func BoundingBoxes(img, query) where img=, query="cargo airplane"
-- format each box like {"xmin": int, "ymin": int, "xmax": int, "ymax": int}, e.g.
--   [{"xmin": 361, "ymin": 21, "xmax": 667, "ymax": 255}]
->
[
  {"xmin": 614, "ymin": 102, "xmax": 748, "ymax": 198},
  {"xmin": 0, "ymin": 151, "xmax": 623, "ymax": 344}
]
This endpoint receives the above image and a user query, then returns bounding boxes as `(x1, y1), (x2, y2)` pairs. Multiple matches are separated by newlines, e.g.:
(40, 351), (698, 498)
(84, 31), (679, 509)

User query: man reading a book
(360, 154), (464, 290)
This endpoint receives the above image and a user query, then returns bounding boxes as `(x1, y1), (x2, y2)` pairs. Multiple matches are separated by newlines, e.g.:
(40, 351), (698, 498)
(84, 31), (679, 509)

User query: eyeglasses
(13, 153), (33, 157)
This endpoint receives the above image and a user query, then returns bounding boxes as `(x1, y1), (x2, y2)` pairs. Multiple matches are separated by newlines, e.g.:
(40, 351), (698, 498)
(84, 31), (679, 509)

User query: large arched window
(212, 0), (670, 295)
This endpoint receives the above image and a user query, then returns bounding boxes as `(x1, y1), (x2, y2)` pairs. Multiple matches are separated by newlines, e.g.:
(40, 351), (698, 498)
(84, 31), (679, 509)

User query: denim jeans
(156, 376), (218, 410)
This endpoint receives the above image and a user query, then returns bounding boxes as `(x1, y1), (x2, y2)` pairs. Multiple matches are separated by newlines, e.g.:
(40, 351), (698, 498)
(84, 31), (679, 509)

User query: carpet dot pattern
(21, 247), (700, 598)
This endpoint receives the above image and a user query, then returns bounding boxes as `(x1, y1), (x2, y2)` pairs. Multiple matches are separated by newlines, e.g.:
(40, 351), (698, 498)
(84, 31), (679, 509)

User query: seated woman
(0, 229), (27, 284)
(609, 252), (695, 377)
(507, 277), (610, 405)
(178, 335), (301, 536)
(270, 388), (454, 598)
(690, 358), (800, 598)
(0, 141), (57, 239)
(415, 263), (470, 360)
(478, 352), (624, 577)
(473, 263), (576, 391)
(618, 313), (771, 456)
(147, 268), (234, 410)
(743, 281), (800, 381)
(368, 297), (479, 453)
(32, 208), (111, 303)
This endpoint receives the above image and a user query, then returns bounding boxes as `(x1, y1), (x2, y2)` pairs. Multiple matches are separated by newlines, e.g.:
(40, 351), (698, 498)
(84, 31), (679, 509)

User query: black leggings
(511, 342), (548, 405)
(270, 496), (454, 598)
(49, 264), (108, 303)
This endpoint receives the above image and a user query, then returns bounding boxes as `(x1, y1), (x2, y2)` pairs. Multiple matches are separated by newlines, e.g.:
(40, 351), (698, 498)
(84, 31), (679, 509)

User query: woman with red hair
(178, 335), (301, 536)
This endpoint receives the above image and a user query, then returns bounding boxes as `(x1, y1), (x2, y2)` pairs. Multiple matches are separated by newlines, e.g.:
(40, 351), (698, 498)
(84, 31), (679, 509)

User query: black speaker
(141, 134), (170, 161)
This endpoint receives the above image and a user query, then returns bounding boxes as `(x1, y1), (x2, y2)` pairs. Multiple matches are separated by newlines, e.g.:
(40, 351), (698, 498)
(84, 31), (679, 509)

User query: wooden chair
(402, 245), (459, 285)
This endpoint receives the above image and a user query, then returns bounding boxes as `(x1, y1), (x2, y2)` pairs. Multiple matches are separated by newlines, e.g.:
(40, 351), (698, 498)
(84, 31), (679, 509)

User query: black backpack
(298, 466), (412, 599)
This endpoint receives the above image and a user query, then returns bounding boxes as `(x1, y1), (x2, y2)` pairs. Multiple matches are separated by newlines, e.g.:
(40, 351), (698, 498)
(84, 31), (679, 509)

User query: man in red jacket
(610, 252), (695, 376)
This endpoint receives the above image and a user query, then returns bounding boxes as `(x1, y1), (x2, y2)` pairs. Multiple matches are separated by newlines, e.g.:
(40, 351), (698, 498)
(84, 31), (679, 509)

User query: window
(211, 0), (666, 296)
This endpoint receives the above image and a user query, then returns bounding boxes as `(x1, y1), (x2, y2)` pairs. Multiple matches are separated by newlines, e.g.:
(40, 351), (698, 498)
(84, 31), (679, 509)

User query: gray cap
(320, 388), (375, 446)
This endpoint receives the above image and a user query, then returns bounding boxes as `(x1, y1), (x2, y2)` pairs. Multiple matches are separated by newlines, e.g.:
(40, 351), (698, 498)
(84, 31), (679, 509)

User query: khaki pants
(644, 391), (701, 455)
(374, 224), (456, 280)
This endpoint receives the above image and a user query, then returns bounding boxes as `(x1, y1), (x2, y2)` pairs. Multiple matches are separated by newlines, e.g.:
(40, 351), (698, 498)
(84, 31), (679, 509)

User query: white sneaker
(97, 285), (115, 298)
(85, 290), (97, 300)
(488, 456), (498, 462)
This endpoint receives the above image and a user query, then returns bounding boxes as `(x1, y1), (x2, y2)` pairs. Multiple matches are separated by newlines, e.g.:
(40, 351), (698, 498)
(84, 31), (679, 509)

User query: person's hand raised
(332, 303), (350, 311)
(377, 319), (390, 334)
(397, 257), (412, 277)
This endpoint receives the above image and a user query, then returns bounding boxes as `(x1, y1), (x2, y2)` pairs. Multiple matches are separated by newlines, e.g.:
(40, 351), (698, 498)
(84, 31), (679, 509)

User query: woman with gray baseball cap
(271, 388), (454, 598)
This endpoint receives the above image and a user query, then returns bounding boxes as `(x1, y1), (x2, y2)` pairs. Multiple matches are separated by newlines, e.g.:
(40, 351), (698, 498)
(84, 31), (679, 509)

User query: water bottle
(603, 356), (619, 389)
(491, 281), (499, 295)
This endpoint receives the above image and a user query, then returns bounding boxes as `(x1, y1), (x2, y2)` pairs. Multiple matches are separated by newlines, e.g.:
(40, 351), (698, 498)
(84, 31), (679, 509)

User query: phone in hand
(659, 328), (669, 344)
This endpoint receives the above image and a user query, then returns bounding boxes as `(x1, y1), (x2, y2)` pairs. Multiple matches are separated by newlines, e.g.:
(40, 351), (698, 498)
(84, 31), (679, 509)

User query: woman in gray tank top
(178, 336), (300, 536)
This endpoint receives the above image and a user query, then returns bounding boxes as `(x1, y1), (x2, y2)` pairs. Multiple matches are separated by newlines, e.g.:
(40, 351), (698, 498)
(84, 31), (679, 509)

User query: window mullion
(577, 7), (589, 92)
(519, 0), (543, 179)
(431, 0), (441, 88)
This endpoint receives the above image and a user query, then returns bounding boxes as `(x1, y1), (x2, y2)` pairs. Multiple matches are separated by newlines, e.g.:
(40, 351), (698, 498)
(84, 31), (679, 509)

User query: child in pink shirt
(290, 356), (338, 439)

What to do: Every line of the listing must be written out again exactly.

Exercise result:
func BoundingBoxes(img, query) where img=, query="cargo airplane"
-- format each box like {"xmin": int, "ymin": int, "xmax": int, "ymax": int}, e.g.
--   [{"xmin": 361, "ymin": 21, "xmax": 667, "ymax": 255}]
->
[
  {"xmin": 614, "ymin": 102, "xmax": 748, "ymax": 198},
  {"xmin": 0, "ymin": 151, "xmax": 623, "ymax": 344}
]
This endpoint receives the above image and a user query, then returns bounding boxes as `(x1, y1), (x2, y2)` pairs. Multiple matches are separated by newlines, e.g.:
(40, 351), (698, 498)
(84, 31), (679, 509)

User query: man reading a book
(360, 154), (464, 290)
This endpoint receives the above image and a user query, then returns bounding boxes as `(x1, y1), (x2, y2)` pairs. Multiple matches are separated by newlines, e.g.:
(40, 351), (698, 498)
(84, 31), (679, 509)

User query: eyeglasses
(13, 153), (33, 157)
This endpoint receives the above image and a user query, then returns bounding boxes as `(x1, y1), (x2, y2)` pairs. Multiple matches are separated by newlines, e.g.:
(40, 351), (698, 498)
(84, 31), (679, 509)

User query: large arched window
(212, 0), (670, 295)
This endpoint receives the above image and a user query, then returns bounding boxes as `(x1, y1), (x2, y2)` pairs. Multiple matches are separated by newlines, e.g.:
(40, 351), (698, 498)
(84, 31), (679, 509)

User query: denim jeans
(156, 376), (218, 410)
This endpoint receives the above image and a user query, then returns bounding boxes as `(x1, y1), (x2, y2)` pairs. Multiple matches are separated by newlines, e.g.:
(40, 351), (698, 498)
(84, 31), (679, 509)

User query: carpet dot pattern
(21, 247), (700, 598)
This endpoint receives the above image and a user query, then returns bounding boxes as `(x1, y1), (x2, y2)` pairs. Multiple matches are separated by newlines, e.g.:
(40, 351), (698, 498)
(84, 31), (679, 509)

User query: seated woman
(0, 229), (27, 284)
(609, 252), (695, 377)
(507, 277), (610, 405)
(178, 335), (301, 536)
(270, 388), (454, 598)
(690, 358), (800, 598)
(0, 141), (57, 239)
(415, 263), (470, 360)
(478, 352), (624, 577)
(473, 263), (576, 391)
(618, 313), (771, 456)
(147, 268), (234, 410)
(743, 281), (800, 381)
(368, 297), (479, 453)
(32, 208), (111, 303)
This endpoint receives the above image and a user query, then returns bounding boxes as `(x1, y1), (x2, y2)` pairs. Multiple matches are separated by newlines, e.g.:
(40, 351), (698, 498)
(84, 31), (679, 509)

User query: black leggings
(511, 342), (548, 405)
(270, 496), (454, 598)
(49, 264), (108, 303)
This endpoint receives the above image and a user query, then returns bounding boxes as `(x1, y1), (x2, y2)` pairs. Multiple matches are separated by newlines, e.g.:
(40, 351), (698, 498)
(84, 31), (679, 509)

User query: woman with red hair
(178, 335), (301, 536)
This endpoint receives the above image and a user query, then returns bounding boxes as `(x1, y1), (x2, y2)` pairs. Multiple matches are separated by newlines, e.g.:
(40, 351), (698, 498)
(84, 31), (679, 509)

User query: black speaker
(141, 134), (170, 161)
This endpoint receives the above image and a user query, then returns bounding boxes as `(x1, y1), (x2, y2)` pairs. Multiple matches are separated by newlines, e.g.:
(40, 351), (698, 498)
(84, 31), (679, 509)

User query: wooden chair
(402, 245), (459, 285)
This endpoint receives the above image and a user query, then returns bounding boxes as `(x1, y1), (x2, y2)` pairs. Multiple matches are separated by newlines, e.g.:
(40, 351), (698, 498)
(84, 31), (679, 509)

User query: black backpack
(298, 466), (412, 599)
This endpoint receives the above image and a user query, then returns bounding boxes as `(x1, y1), (x2, y2)` pairs. Multiple matches are separated by newlines, e.g.:
(40, 351), (698, 498)
(84, 31), (679, 509)

User query: man in red jacket
(610, 252), (695, 376)
This endpoint receives the above image and a user query, then returns bounding boxes as `(x1, y1), (x2, y2)` pairs. Multiple matches are separated by newlines, e.g.:
(40, 351), (698, 498)
(84, 31), (679, 509)

User query: window
(211, 0), (666, 296)
This endpoint receives the above image and a user query, then returns bounding boxes as `(x1, y1), (x2, y2)` pairs. Multiple matches are separated by newlines, e.g.:
(40, 351), (698, 498)
(84, 31), (679, 509)

User query: gray cap
(320, 388), (375, 446)
This endpoint receives the above image and a user query, then returns bounding boxes as `(x1, y1), (x2, y2)` pairs. Multiple matches are separated by newlines, e.g.:
(40, 351), (698, 498)
(84, 31), (679, 509)

User query: khaki pants
(644, 391), (701, 455)
(374, 224), (456, 280)
This endpoint receives the above image and a user query, then returns bounding boxes as `(x1, y1), (x2, y2)` pairs. Multiple matches are separated by newlines, e.g.:
(40, 351), (698, 498)
(84, 31), (679, 509)

User query: white sneaker
(97, 285), (115, 298)
(85, 290), (97, 300)
(488, 456), (498, 462)
This endpoint receives the above image and a user query, then returns bounding boxes as `(x1, y1), (x2, y2)` pairs. Multiple matches are separated by newlines, e.g.:
(40, 351), (698, 498)
(84, 31), (679, 509)

User query: person's hand raised
(332, 303), (350, 311)
(377, 319), (390, 334)
(397, 257), (412, 277)
This endpoint receives the above image and a user query, then returns bounding boxes as `(x1, y1), (x2, y2)` pairs. Multiple matches are separated by newlines, e.g.:
(40, 351), (698, 498)
(84, 31), (679, 509)

User query: woman with gray baseball cap
(271, 388), (454, 598)
This endpoint receives the above image and a user query, then returns bounding boxes as `(x1, y1), (x2, y2)` pairs. Multiple matches are separated by newlines, e.g.:
(40, 351), (698, 498)
(84, 31), (679, 509)

User query: water bottle
(603, 356), (619, 389)
(491, 281), (499, 295)
This endpoint receives the above image and a user query, then returns bounding boxes as `(x1, y1), (x2, y2)` pairs. Multiple matches are separated by newlines, e.g.:
(40, 351), (698, 498)
(84, 31), (679, 509)

User query: phone in hand
(659, 328), (669, 344)
This endpoint receives the above image and a user query, then returns bounding boxes as `(x1, y1), (x2, y2)` pairs. Multiple matches are separated by newlines, e.g.:
(40, 351), (698, 498)
(84, 31), (679, 509)

User query: woman in gray tank top
(178, 336), (300, 536)
This endpoint receives the above image and a user query, then returns bounding boxes as `(x1, y1), (x2, y2)` pairs. Multiple matches are separated by newlines, e.g.:
(40, 351), (698, 498)
(84, 31), (679, 509)

User query: window mullion
(577, 7), (589, 92)
(519, 0), (543, 179)
(431, 0), (441, 88)
This endpoint receives the above image and a user query, then returns bounding boxes as `(x1, y1), (x2, y2)` pairs. Multiple matches are separated by newlines, e.g.:
(40, 351), (698, 498)
(84, 31), (679, 509)

User query: child in pink shirt
(290, 356), (338, 439)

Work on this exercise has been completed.